EXCERPT.
....................
Skip to content

English · Español

Lab 02 — Race SGD, Momentum, Adam, AdamW on Rosenbrock

🇪🇸 Cuatro optimizadores en la misma pista: la función de Rosenbrock, un valle estrecho y curvo. Animas las trayectorias. Lo que ves es por qué Adam gana en valles mal-condicionados.

Objective

Implement four optimizers as pure-function *_step routines in src/minigrad/optim.py. Run each on the Rosenbrock function f(x, y) = (1 - x)² + 100(y - x²)² from a common start, log the trajectory, and produce a single animated contour plot with all four trajectories overlaid.

Setup

  • Phase 03 (linear algebra) and the theory files of Phase 04.
  • The Rosenbrock function: convex on level-set scale, but the minimum (at (1, 1)) sits at the end of a narrow, curved valley. The function is the classic test for optimizer behaviour in poorly-conditioned regions.
  • matplotlib, numpy.

The Rosenbrock function

def rosenbrock(p):
    x, y = p
    return (1 - x)**2 + 100 * (y - x**2)**2

def rosenbrock_grad(p):
    x, y = p
    dx = -2 * (1 - x) + 100 * 2 * (y - x**2) * (-2 * x)
    dy = 100 * 2 * (y - x**2)
    return np.array([dx, dy])

Minimum at (1, 1) where f = 0. Start every optimizer at (-1.5, 2.0).

Tasks

Part A — Implement the four optimizers in src/minigrad/optim.py

Pure-function style with explicit state dicts.

def sgd_step(params, grads, state, lr):
    """state is unused for vanilla SGD; kept for API uniformity."""
    return params - lr * grads, state

def momentum_step(params, grads, state, lr, beta=0.9):
    v = state.get("v", np.zeros_like(params))
    v = beta * v + grads
    new_params = params - lr * v
    return new_params, {"v": v}

def adam_step(params, grads, state, lr, beta1=0.9, beta2=0.999, eps=1e-8):
    m = state.get("m", np.zeros_like(params))
    v = state.get("v", np.zeros_like(params))
    t = state.get("t", 0) + 1
    m = beta1 * m + (1 - beta1) * grads
    v = beta2 * v + (1 - beta2) * grads**2
    m_hat = m / (1 - beta1**t)
    v_hat = v / (1 - beta2**t)
    new_params = params - lr * m_hat / (np.sqrt(v_hat) + eps)
    return new_params, {"m": m, "v": v, "t": t}

def adamw_step(params, grads, state, lr, beta1=0.9, beta2=0.999, eps=1e-8, weight_decay=0.0):
    # Adam-with-decoupled-weight-decay: same as adam_step but with weight_decay applied directly
    new_params, new_state = adam_step(params, grads, state, lr, beta1, beta2, eps)
....................
MATERIAL SUPPLIED.

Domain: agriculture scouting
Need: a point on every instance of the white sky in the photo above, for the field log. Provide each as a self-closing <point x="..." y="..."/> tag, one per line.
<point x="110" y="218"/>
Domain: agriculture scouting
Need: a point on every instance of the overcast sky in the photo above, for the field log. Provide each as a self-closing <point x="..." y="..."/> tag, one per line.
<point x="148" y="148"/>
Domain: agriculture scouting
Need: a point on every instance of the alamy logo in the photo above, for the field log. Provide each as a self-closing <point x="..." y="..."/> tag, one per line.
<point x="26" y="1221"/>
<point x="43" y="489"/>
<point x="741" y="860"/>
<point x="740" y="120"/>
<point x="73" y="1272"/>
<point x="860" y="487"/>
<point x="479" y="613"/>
....................
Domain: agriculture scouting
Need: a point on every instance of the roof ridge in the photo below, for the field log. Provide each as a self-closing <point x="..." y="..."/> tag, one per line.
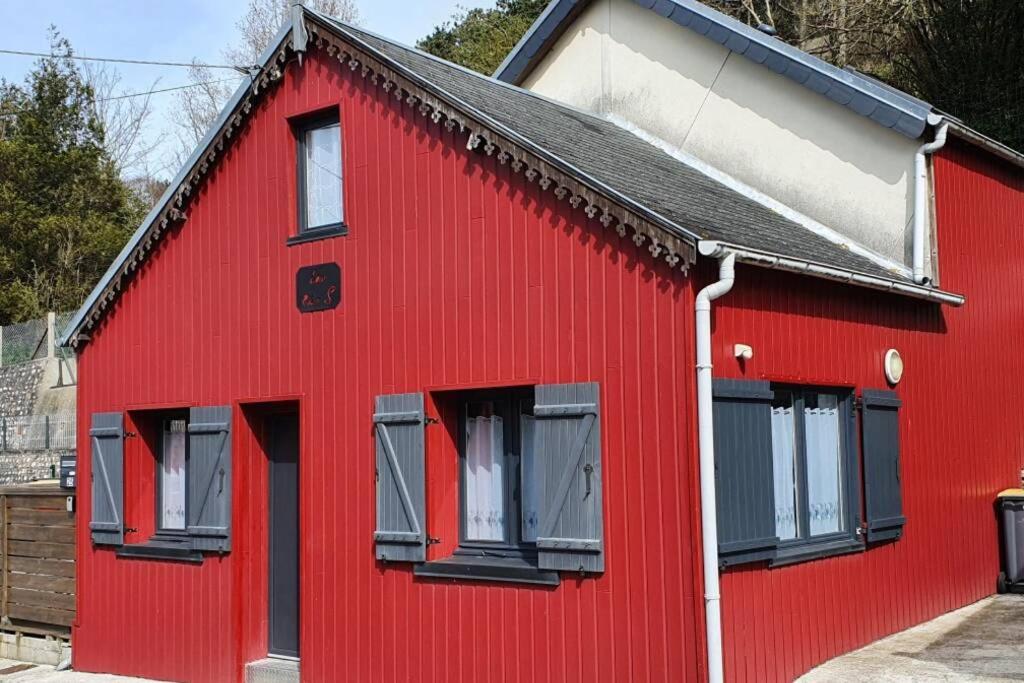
....................
Translate this sentence from the Rosenbrock optimizer lab into German: "The function is the classic test for optimizer behaviour in poorly-conditioned regions."

EXERCISE RESULT.
Die Funktion ist der klassische Test für das Verhalten von Optimierern in schlecht konditionierten Bereichen.